MATERIAL SUPPLIED Start Marker

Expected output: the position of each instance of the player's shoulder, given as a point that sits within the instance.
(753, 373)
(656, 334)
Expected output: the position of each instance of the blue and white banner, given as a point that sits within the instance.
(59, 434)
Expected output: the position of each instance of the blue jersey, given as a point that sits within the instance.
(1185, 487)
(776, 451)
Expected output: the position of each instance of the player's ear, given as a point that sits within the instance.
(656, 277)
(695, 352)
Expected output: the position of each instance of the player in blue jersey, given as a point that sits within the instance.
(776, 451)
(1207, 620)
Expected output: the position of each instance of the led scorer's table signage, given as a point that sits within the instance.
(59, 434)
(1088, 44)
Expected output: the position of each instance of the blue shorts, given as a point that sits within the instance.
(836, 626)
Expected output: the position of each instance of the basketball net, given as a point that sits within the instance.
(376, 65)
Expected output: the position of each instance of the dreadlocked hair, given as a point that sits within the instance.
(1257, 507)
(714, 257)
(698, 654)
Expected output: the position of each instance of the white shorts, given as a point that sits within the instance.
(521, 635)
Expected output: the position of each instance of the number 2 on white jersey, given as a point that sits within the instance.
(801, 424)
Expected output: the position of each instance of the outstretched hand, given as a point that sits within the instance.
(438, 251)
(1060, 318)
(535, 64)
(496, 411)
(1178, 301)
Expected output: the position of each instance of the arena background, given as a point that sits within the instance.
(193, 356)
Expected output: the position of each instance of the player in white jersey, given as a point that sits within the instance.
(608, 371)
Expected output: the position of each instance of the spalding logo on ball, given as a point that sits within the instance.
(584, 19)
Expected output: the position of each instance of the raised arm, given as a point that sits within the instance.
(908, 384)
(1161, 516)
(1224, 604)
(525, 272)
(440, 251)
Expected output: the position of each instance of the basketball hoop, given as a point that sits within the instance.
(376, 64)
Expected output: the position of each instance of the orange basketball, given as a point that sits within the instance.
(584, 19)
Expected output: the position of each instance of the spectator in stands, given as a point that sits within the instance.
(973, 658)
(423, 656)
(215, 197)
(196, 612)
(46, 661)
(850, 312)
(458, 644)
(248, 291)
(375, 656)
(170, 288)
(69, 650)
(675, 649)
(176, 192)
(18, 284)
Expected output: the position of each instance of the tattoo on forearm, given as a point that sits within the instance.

MATERIAL SUPPLIED End Marker

- **HOW TO COMPLETE THIS TASK**
All records shown above are to be repeated exactly.

- **TASK SOLUTION**
Expected output: the position of each instance of the player's shoulder, given as a point that sits within the instance.
(753, 373)
(656, 334)
Expected output: the position of each instance of the blue and white banner, given as a point that sits within the instance.
(59, 434)
Expected output: the position of each instance of the blue jersey, given as a point that sits within the instance.
(1185, 487)
(776, 451)
Expected output: the position of each instance of the player's ear, given as a point that sits within the instance.
(656, 277)
(695, 352)
Expected output: the position of each instance of the player in blue jersey, given as a point that sits within the instance.
(776, 451)
(1207, 620)
Expected output: the position of each instance of the led scorer's table signage, given as a point that sits within the instance.
(59, 434)
(1088, 44)
Expected output: the position of each instance of the blue shorts, given as a point that sits within the instance.
(836, 626)
Expected output: the position of each instance of the basketball net, given as a point that sits within the instance.
(376, 65)
Expected output: the position of each instance of the dreadlocked hair, given as a point that sits within the instance.
(1257, 507)
(714, 257)
(698, 654)
Expected output: the position of each instance of the white shorts, given as a point that sits within the instance.
(521, 635)
Expected output: the position of each instance of the number 2 on white jersey, given as a point that sits within the instance.
(801, 424)
Expected output: the position of each instance of the outstretched hand, given as a point that sits within the instance.
(438, 251)
(1060, 318)
(535, 64)
(496, 411)
(1178, 301)
Expected output: the position of each instance of the arena background, given as a point that sits within the instance.
(193, 356)
Expected output: the position of each instance of the player in white jersey, given as a point that sits within the instance.
(608, 371)
Expected output: the position of each instance of the spalding logo on ball, given as a point that sits within the instance.
(584, 19)
Expected output: the position of each instance of the raised arm, given as a point that sits within the instance.
(908, 384)
(1161, 516)
(1224, 604)
(525, 272)
(440, 251)
Expected output: the position of each instance of the basketball hoop, given as a point that sits within the instance.
(376, 64)
Expected output: the position of each instance of the orange basketball, given as a point that sits within the instance.
(584, 19)
Expected output: the position of each instance of the spectator in stands, given as a point that sits within the instance.
(973, 658)
(423, 656)
(215, 197)
(196, 612)
(46, 661)
(850, 312)
(458, 644)
(248, 291)
(375, 656)
(170, 288)
(69, 650)
(675, 649)
(176, 192)
(18, 284)
Expected output: the position of each instance of the tattoo on forearm, given as a point that sits within the instance.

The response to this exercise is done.